## Aim of the task
Write out all the data below exactly.

## Available data
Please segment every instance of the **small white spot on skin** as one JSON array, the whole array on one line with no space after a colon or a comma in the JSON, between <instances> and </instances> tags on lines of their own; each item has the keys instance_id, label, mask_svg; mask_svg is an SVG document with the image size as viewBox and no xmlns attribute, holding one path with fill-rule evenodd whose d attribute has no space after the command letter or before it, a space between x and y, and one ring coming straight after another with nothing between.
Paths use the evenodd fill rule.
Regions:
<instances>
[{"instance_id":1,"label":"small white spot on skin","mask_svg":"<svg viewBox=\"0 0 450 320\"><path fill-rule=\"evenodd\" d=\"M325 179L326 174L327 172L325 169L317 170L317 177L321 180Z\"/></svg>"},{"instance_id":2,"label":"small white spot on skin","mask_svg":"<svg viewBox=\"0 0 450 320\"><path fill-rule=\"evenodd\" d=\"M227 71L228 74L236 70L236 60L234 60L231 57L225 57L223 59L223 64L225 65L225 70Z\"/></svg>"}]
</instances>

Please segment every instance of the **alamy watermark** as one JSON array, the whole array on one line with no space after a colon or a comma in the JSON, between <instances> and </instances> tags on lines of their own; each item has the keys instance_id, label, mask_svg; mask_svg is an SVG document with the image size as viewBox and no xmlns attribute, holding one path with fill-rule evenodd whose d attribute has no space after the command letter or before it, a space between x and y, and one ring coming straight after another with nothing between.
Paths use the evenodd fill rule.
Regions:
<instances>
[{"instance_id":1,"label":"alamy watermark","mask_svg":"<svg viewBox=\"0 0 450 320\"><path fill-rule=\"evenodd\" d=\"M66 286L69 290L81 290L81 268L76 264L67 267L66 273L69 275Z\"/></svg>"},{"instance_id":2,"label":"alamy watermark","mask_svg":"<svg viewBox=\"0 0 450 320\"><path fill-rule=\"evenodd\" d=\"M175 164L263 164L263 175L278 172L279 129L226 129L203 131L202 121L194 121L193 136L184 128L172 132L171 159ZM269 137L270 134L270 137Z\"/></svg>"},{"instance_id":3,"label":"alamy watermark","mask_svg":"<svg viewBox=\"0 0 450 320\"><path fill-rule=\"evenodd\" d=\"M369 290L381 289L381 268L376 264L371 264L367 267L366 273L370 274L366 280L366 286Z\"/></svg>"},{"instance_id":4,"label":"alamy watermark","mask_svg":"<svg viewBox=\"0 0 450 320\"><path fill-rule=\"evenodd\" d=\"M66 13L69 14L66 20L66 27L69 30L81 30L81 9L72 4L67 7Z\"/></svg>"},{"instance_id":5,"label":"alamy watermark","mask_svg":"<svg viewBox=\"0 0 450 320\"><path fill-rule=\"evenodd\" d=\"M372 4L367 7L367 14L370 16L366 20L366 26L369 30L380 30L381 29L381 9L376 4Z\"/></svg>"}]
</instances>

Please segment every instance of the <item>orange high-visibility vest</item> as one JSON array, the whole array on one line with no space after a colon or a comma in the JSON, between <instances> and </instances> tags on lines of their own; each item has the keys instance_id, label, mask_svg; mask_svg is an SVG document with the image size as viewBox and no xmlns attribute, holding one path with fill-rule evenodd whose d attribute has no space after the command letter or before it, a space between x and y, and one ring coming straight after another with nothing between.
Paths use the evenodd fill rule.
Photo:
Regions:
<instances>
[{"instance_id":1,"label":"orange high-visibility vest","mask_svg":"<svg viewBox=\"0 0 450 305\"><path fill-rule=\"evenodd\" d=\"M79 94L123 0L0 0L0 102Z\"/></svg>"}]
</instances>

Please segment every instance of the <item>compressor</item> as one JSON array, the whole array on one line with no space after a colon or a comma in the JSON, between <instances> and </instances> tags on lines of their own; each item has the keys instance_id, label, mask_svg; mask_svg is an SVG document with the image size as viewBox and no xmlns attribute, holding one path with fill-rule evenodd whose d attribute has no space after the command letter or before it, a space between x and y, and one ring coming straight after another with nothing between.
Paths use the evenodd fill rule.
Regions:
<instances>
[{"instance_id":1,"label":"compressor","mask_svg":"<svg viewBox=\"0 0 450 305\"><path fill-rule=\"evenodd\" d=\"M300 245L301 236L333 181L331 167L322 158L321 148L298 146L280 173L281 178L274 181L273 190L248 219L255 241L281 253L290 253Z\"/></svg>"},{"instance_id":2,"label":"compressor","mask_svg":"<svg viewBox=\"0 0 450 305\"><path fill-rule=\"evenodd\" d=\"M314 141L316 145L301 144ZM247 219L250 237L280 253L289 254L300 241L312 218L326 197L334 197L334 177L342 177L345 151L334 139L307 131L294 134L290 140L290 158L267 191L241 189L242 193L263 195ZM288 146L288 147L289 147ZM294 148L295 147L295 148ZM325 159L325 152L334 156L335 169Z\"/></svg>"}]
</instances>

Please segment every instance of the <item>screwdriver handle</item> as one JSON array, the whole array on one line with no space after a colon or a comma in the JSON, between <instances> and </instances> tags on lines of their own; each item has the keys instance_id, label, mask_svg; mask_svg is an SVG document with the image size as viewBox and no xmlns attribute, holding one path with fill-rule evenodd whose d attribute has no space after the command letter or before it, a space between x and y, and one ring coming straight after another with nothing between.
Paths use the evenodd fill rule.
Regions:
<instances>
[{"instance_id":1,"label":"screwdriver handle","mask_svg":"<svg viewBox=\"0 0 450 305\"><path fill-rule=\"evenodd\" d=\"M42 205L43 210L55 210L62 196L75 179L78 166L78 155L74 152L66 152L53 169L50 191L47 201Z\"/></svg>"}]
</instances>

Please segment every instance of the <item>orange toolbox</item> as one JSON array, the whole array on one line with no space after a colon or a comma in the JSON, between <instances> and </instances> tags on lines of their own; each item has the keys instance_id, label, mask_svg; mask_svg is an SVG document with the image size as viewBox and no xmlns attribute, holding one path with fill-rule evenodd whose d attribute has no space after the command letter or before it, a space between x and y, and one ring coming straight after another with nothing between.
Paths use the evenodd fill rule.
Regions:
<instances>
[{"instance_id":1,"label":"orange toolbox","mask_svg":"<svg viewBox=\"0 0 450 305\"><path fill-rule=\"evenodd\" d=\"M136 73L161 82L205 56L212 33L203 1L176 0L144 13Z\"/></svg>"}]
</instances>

## Solution for this exercise
Please segment every instance of the **small white spot on skin** as one JSON array, the whole array on one line with no space after a colon or a comma in the JSON, between <instances> and </instances> tags on lines of their own; each item has the keys instance_id, label, mask_svg; mask_svg is an SVG document with the image size as viewBox and no xmlns attribute, holding one path with fill-rule evenodd whose d attribute has no space after the command letter or before it, a space between x and y, and one ring coming straight after another with nothing between.
Paths use the evenodd fill rule.
Regions:
<instances>
[{"instance_id":1,"label":"small white spot on skin","mask_svg":"<svg viewBox=\"0 0 450 320\"><path fill-rule=\"evenodd\" d=\"M325 179L326 174L327 172L325 169L317 170L317 177L321 180Z\"/></svg>"},{"instance_id":2,"label":"small white spot on skin","mask_svg":"<svg viewBox=\"0 0 450 320\"><path fill-rule=\"evenodd\" d=\"M227 71L228 74L236 70L236 60L234 60L231 57L225 57L223 59L223 64L225 65L225 70Z\"/></svg>"}]
</instances>

Please segment every instance of the **alamy watermark** as one JSON array, the whole array on one line with no space after a colon or a comma in the JSON, between <instances> and </instances> tags on lines of their own; each item has the keys instance_id, label, mask_svg; mask_svg is an SVG document with the image size as viewBox and no xmlns attribute, holding one path with fill-rule evenodd whose d attribute has no space after the command letter or before it, a space between x and y, and one ring coming straight after another with nothing between.
Paths use the evenodd fill rule.
Regions:
<instances>
[{"instance_id":1,"label":"alamy watermark","mask_svg":"<svg viewBox=\"0 0 450 320\"><path fill-rule=\"evenodd\" d=\"M66 286L69 290L81 290L81 268L76 264L67 267L66 273L69 275Z\"/></svg>"},{"instance_id":2,"label":"alamy watermark","mask_svg":"<svg viewBox=\"0 0 450 320\"><path fill-rule=\"evenodd\" d=\"M175 164L263 164L263 175L278 172L279 129L226 129L203 131L202 121L194 121L193 136L184 128L172 132L171 159ZM269 137L270 134L270 137Z\"/></svg>"},{"instance_id":3,"label":"alamy watermark","mask_svg":"<svg viewBox=\"0 0 450 320\"><path fill-rule=\"evenodd\" d=\"M369 290L381 289L381 268L376 264L371 264L367 267L366 273L370 274L366 280L366 286Z\"/></svg>"},{"instance_id":4,"label":"alamy watermark","mask_svg":"<svg viewBox=\"0 0 450 320\"><path fill-rule=\"evenodd\" d=\"M66 13L69 14L66 20L66 27L69 30L81 30L81 9L72 4L67 7Z\"/></svg>"},{"instance_id":5,"label":"alamy watermark","mask_svg":"<svg viewBox=\"0 0 450 320\"><path fill-rule=\"evenodd\" d=\"M372 4L367 7L367 14L370 16L366 20L366 26L369 30L380 30L381 29L381 9L376 4Z\"/></svg>"}]
</instances>

Please segment every instance of the <item>orange high-visibility vest</item> as one JSON array, the whole array on one line with no space after a colon or a comma in the JSON, between <instances> and </instances> tags on lines of their own; each item has the keys instance_id, label, mask_svg; mask_svg is an SVG document with the image size as viewBox and no xmlns attribute, holding one path with fill-rule evenodd whose d attribute has no space after the command letter or before it, a space between x and y, and one ring coming straight after another with nothing between.
Paths use the evenodd fill rule.
Photo:
Regions:
<instances>
[{"instance_id":1,"label":"orange high-visibility vest","mask_svg":"<svg viewBox=\"0 0 450 305\"><path fill-rule=\"evenodd\" d=\"M79 94L123 0L0 0L0 102Z\"/></svg>"}]
</instances>

Please segment every instance of the <item>compressor</item> as one JSON array, the whole array on one line with no space after a colon or a comma in the JSON, between <instances> and </instances> tags on lines of their own; each item has the keys instance_id, label, mask_svg; mask_svg is an SVG document with the image size as viewBox and no xmlns attribute, holding one path with fill-rule evenodd whose d attribute has no space after the command letter or before it, a space between x and y, and one ring coming straight after another with nothing between.
Paths use the evenodd fill rule.
Regions:
<instances>
[{"instance_id":1,"label":"compressor","mask_svg":"<svg viewBox=\"0 0 450 305\"><path fill-rule=\"evenodd\" d=\"M300 245L301 236L333 181L331 167L322 158L321 148L298 146L280 173L281 178L274 181L273 190L248 219L255 241L281 253L290 253Z\"/></svg>"},{"instance_id":2,"label":"compressor","mask_svg":"<svg viewBox=\"0 0 450 305\"><path fill-rule=\"evenodd\" d=\"M314 141L316 145L301 144ZM247 219L250 237L280 253L289 254L300 241L312 218L326 197L334 197L334 177L342 177L345 151L334 139L307 131L294 134L290 140L290 158L267 191L241 189L242 193L263 195ZM288 146L288 147L289 147ZM294 148L295 147L295 148ZM325 159L325 152L334 156L335 169Z\"/></svg>"}]
</instances>

Please segment every instance of the <item>screwdriver handle</item> as one JSON array, the whole array on one line with no space after a colon or a comma in the JSON, between <instances> and </instances> tags on lines of their own; each item has the keys instance_id, label, mask_svg; mask_svg is an SVG document with the image size as viewBox and no xmlns attribute, holding one path with fill-rule evenodd whose d attribute has no space after the command letter or before it, a space between x and y, and one ring coming straight after another with nothing between.
Paths use the evenodd fill rule.
Regions:
<instances>
[{"instance_id":1,"label":"screwdriver handle","mask_svg":"<svg viewBox=\"0 0 450 305\"><path fill-rule=\"evenodd\" d=\"M42 205L43 210L55 210L62 196L75 179L78 166L78 155L74 152L66 152L53 169L50 191L47 201Z\"/></svg>"}]
</instances>

Please segment every instance of the <item>orange toolbox</item> as one JSON array, the whole array on one line with no space after a colon or a comma in the JSON, between <instances> and </instances> tags on lines of their own; each item has the keys instance_id, label, mask_svg; mask_svg is an SVG document with the image size as viewBox and no xmlns attribute, holding one path with fill-rule evenodd whose d attribute has no space after the command letter or before it, a space between x and y, and one ring coming straight after another with nothing between.
Paths use the evenodd fill rule.
Regions:
<instances>
[{"instance_id":1,"label":"orange toolbox","mask_svg":"<svg viewBox=\"0 0 450 305\"><path fill-rule=\"evenodd\" d=\"M136 73L161 82L205 56L212 33L203 1L176 0L144 13Z\"/></svg>"}]
</instances>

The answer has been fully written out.